* [GIVEN TEXT]:
* * * * * * *

There is no wise man

“For it is written: ‘I will destroy the wisdom of the wise; the intelligence of the intelligent I will frustrate’. Where is the wise person? Where is the teacher of the law? Where is the philosopher of this age? Has not God made foolish the wisdom of the world? For since in the wisdom of God the world through its wisdom did not know him, God was pleased through the foolishness of what was preached to save those who believe”. 1 Corinthians 1:19-21

In this passage of Scripture, the apostle Paul talks about the wisdom of the world and the wisdom of God. He states: “For it is written: ‘I will destroy the wisdom of the wise, and bring to nothing the understanding of the prudent’. Where is the wise? Where is the scribe? Where is the disputer of this age? Has not God made foolish the wisdom of this world? For since, in the wisdom of God, the world through wisdom did not know God, it pleased God through the foolishness of the message preached to save those who believe. The quotation in this Scripture is drawn from Isaiah 29:14. The apostle Paul shows that in spiritual matters, God opposes the wisdom of man. He will destroy the wisdom of the wise, not bow down before it. By asking: “Where is the wise?” Paul says in light of what God says in Isaiah 29:14, now where is your ‘wise’ man? Where is your scribe? Where is your disputer of this age? God has made them all foolish through His wisdom. He has destroyed the wisdom of the wise, just as He said He would. The disputer of this age was the man who wanted to dispute every issue and solve it by human reason.

The point is plain that there is no wise man, no scribe, and no debater who can do what Jesus Christ has done. The world through wisdom did not know God. Beloved, there is a constant tendency to think that the smartest and wisest humans will know the most about God. But God cannot be found through human wisdom, but only through the message of the cross. The pursuit of human wisdom may bring an earthly contentment or happiness (though this is rare), but in itself, it can never bring the true knowledge of the true God.

* * * * * * *

* [DATA BLOCK]:
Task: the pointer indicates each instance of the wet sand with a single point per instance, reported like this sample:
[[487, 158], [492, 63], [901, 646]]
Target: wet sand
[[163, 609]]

* * * * * * *

* [REQUIRED TASKS]:
A - Translate this sentence from the text on wisdom into Spanish: "The world through wisdom did not know God."
B - Answer these from the text on wisdom:
(i) From which verse is the quotation in 1 Corinthians 1:19-21 drawn?
(ii) Who was the disputer of this age?
(iii) Through what alone can God be found?
C - Reproduce the part of the text on wisdom between "The point is" and "the true God.", inclusive.
You won't need the listing.

* [RESPONSES FOR EACH TASK]:
A - El mundo, mediante la sabiduría, no conoció a Dios.

B -
(i) Isaiah 29:14
(ii) The man who wanted to dispute every issue and solve it by human reason
(iii) The message of the cross

C -
The point is plain that there is no wise man, no scribe, and no debater who can do what Jesus Christ has done. The world through wisdom did not know God. Beloved, there is a constant tendency to think that the smartest and wisest humans will know the most about God. But God cannot be found through human wisdom, but only through the message of the cross. The pursuit of human wisdom may bring an earthly contentment or happiness (though this is rare), but in itself, it can never bring the true knowledge of the true God.